» WHAT IS NEEDED: Can you rewrite every line of all the records below as a Markdown table with the columns Row and Text, numbering each line and skipping blank lines? Leave the pictures out of the table.
** START OF RECORDS SUPPLIED **
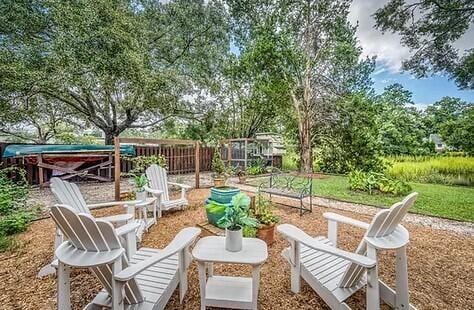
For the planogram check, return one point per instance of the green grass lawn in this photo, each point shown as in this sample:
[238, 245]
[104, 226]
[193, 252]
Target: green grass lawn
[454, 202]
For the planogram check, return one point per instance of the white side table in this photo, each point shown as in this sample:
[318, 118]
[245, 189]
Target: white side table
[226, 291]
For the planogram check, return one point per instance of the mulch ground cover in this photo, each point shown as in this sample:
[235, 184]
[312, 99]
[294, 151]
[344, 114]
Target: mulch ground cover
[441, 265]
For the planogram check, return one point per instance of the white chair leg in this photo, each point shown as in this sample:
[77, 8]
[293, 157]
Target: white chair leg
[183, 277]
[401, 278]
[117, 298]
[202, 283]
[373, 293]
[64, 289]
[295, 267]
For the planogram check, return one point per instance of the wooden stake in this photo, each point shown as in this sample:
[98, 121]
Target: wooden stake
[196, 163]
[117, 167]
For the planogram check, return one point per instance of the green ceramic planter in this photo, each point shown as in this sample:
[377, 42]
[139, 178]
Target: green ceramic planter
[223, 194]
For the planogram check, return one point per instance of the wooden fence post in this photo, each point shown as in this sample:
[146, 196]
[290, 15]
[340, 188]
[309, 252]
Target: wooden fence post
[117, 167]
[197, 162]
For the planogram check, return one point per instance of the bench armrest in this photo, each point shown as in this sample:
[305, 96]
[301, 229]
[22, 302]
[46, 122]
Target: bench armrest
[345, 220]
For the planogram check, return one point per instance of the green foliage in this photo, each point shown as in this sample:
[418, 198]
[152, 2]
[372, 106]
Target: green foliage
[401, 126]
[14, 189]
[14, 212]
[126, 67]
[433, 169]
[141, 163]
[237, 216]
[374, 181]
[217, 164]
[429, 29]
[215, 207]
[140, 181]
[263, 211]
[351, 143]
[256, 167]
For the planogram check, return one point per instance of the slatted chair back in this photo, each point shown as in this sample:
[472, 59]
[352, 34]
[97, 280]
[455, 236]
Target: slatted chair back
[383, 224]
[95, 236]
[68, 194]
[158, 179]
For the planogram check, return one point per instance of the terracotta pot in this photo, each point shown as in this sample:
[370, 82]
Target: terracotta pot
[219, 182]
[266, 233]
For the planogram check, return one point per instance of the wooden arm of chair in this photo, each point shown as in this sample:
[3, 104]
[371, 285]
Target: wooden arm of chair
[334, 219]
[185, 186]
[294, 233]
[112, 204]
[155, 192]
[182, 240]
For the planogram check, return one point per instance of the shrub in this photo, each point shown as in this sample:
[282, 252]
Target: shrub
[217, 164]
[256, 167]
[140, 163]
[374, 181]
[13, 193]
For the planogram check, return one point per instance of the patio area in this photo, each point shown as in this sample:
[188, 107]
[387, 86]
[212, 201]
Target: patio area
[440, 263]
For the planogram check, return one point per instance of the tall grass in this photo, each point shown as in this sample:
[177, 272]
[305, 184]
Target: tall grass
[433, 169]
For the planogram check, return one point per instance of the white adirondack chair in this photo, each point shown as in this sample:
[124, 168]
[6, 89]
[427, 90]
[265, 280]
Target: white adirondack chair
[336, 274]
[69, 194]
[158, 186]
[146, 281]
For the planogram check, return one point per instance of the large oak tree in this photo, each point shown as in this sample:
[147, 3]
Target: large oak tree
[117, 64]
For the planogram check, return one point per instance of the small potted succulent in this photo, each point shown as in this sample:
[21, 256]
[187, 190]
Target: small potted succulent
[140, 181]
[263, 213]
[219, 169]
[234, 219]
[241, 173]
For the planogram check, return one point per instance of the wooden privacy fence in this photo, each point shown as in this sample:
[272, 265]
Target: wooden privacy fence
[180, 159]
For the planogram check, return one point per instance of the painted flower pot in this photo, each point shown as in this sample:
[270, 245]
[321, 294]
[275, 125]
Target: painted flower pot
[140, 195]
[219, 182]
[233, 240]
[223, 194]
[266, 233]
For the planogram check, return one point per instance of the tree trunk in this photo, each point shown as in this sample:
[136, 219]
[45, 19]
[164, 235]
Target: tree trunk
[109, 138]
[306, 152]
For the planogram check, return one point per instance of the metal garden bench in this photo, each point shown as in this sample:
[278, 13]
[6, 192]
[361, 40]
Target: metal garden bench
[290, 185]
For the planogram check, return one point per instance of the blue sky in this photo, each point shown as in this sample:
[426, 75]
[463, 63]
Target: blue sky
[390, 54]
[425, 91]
** END OF RECORDS SUPPLIED **
» EXERCISE RESULT:
| Row | Text |
|---|---|
| 1 | For the planogram check, return one point per instance of the green grass lawn in this photo, each point shown as in this sample: |
| 2 | [238, 245] |
| 3 | [104, 226] |
| 4 | [193, 252] |
| 5 | Target: green grass lawn |
| 6 | [454, 202] |
| 7 | For the planogram check, return one point per instance of the white side table in this photo, each point shown as in this sample: |
| 8 | [318, 118] |
| 9 | [245, 189] |
| 10 | Target: white side table |
| 11 | [226, 291] |
| 12 | For the planogram check, return one point per instance of the mulch ground cover in this photo, each point shown as in this sample: |
| 13 | [235, 184] |
| 14 | [312, 99] |
| 15 | [294, 151] |
| 16 | [344, 114] |
| 17 | Target: mulch ground cover |
| 18 | [441, 265] |
| 19 | For the planogram check, return one point per instance of the white chair leg in this photo, each point shown as in this sample: |
| 20 | [77, 8] |
| 21 | [293, 157] |
| 22 | Target: white chair leg |
| 23 | [183, 277] |
| 24 | [401, 278] |
| 25 | [117, 298] |
| 26 | [202, 283] |
| 27 | [373, 293] |
| 28 | [64, 289] |
| 29 | [295, 267] |
| 30 | For the planogram check, return one point per instance of the wooden stake in this photo, each point shown as in this sample: |
| 31 | [98, 121] |
| 32 | Target: wooden stake |
| 33 | [196, 163] |
| 34 | [117, 167] |
| 35 | For the planogram check, return one point per instance of the green ceramic planter in this photo, each point shown as in this sample: |
| 36 | [377, 42] |
| 37 | [139, 178] |
| 38 | Target: green ceramic planter |
| 39 | [223, 194] |
| 40 | For the planogram check, return one point per instance of the wooden fence post in this photo, each point shown as in this sample: |
| 41 | [146, 196] |
| 42 | [290, 15] |
| 43 | [340, 188] |
| 44 | [309, 252] |
| 45 | Target: wooden fence post |
| 46 | [117, 167] |
| 47 | [197, 162] |
| 48 | For the planogram check, return one point per instance of the bench armrest in this photo, each point shown as in this sample: |
| 49 | [305, 96] |
| 50 | [301, 229] |
| 51 | [22, 302] |
| 52 | [46, 122] |
| 53 | Target: bench armrest |
| 54 | [345, 220] |
| 55 | For the planogram check, return one point per instance of the green foliage in this photo, each point shown as in this sample: |
| 56 | [418, 198] |
| 57 | [152, 2] |
| 58 | [372, 106] |
| 59 | Target: green foliage |
| 60 | [401, 126] |
| 61 | [14, 189] |
| 62 | [14, 212] |
| 63 | [126, 67] |
| 64 | [433, 169] |
| 65 | [141, 163] |
| 66 | [237, 216] |
| 67 | [374, 181] |
| 68 | [217, 164] |
| 69 | [429, 29] |
| 70 | [215, 207] |
| 71 | [140, 181] |
| 72 | [263, 211] |
| 73 | [351, 143] |
| 74 | [256, 167] |
| 75 | For the planogram check, return one point per instance of the slatted chair back in this photo, each point shown as in this sample: |
| 76 | [472, 59] |
| 77 | [352, 34] |
| 78 | [97, 280] |
| 79 | [455, 236] |
| 80 | Target: slatted chair back |
| 81 | [383, 224] |
| 82 | [95, 236] |
| 83 | [68, 194] |
| 84 | [158, 179] |
| 85 | For the planogram check, return one point per instance of the terracotta pot in this photo, each point shown as in this sample: |
| 86 | [370, 82] |
| 87 | Target: terracotta pot |
| 88 | [219, 182] |
| 89 | [266, 233] |
| 90 | For the planogram check, return one point per instance of the wooden arm of chair in this photo, each point shown as in this sample: |
| 91 | [3, 104] |
| 92 | [371, 285] |
| 93 | Target: wooden arm of chair |
| 94 | [334, 219] |
| 95 | [185, 186] |
| 96 | [294, 233] |
| 97 | [112, 204] |
| 98 | [155, 192] |
| 99 | [182, 240] |
| 100 | For the planogram check, return one point per instance of the shrub in this photo, each point shown as in this sample: |
| 101 | [282, 252] |
| 102 | Target: shrub |
| 103 | [217, 164] |
| 104 | [256, 167] |
| 105 | [140, 163] |
| 106 | [374, 181] |
| 107 | [13, 193] |
| 108 | For the planogram check, return one point per instance of the patio area in this photo, each point shown as in this sample: |
| 109 | [188, 107] |
| 110 | [387, 86] |
| 111 | [212, 201] |
| 112 | Target: patio area |
| 113 | [440, 263] |
| 114 | For the planogram check, return one point per instance of the tall grass in this photo, each point shown as in this sample: |
| 115 | [177, 272] |
| 116 | [305, 184] |
| 117 | Target: tall grass |
| 118 | [433, 169] |
| 119 | For the planogram check, return one point per instance of the white adirondack chair in this photo, each point shown as in this sample: |
| 120 | [124, 168] |
| 121 | [6, 89] |
| 122 | [427, 90] |
| 123 | [265, 280] |
| 124 | Target: white adirondack chair |
| 125 | [336, 274] |
| 126 | [69, 194] |
| 127 | [158, 186] |
| 128 | [146, 281] |
| 129 | For the planogram check, return one point per instance of the large oak tree in this photo, each point shown as in this sample: |
| 130 | [147, 3] |
| 131 | Target: large oak tree |
| 132 | [117, 64] |
| 133 | For the planogram check, return one point per instance of the small potted succulent in this photo, each point shown as in this sample: |
| 134 | [21, 256] |
| 135 | [187, 190] |
| 136 | Target: small potted succulent |
| 137 | [140, 181] |
| 138 | [263, 213] |
| 139 | [219, 169] |
| 140 | [234, 219] |
| 141 | [241, 173] |
| 142 | For the planogram check, return one point per instance of the wooden privacy fence in this photo, each point shown as in this sample: |
| 143 | [272, 265] |
| 144 | Target: wooden privacy fence |
| 145 | [180, 159] |
| 146 | For the planogram check, return one point per instance of the painted flower pot in this photo, each point shown as in this sample: |
| 147 | [270, 245] |
| 148 | [321, 294] |
| 149 | [275, 125] |
| 150 | Target: painted flower pot |
| 151 | [140, 195] |
| 152 | [219, 182] |
| 153 | [233, 240] |
| 154 | [223, 194] |
| 155 | [266, 233] |
| 156 | For the planogram check, return one point per instance of the tree trunk in this photo, each point shown as in this sample: |
| 157 | [136, 219] |
| 158 | [45, 19] |
| 159 | [164, 235] |
| 160 | Target: tree trunk |
| 161 | [109, 138] |
| 162 | [306, 152] |
| 163 | For the planogram check, return one point per instance of the metal garden bench in this photo, each point shown as in this sample: |
| 164 | [278, 13] |
| 165 | [6, 192] |
| 166 | [361, 40] |
| 167 | Target: metal garden bench |
| 168 | [290, 185] |
| 169 | For the planogram check, return one point per instance of the blue sky in this photo, each point shown as in this sample: |
| 170 | [426, 75] |
| 171 | [463, 63] |
| 172 | Target: blue sky |
| 173 | [390, 54] |
| 174 | [425, 91] |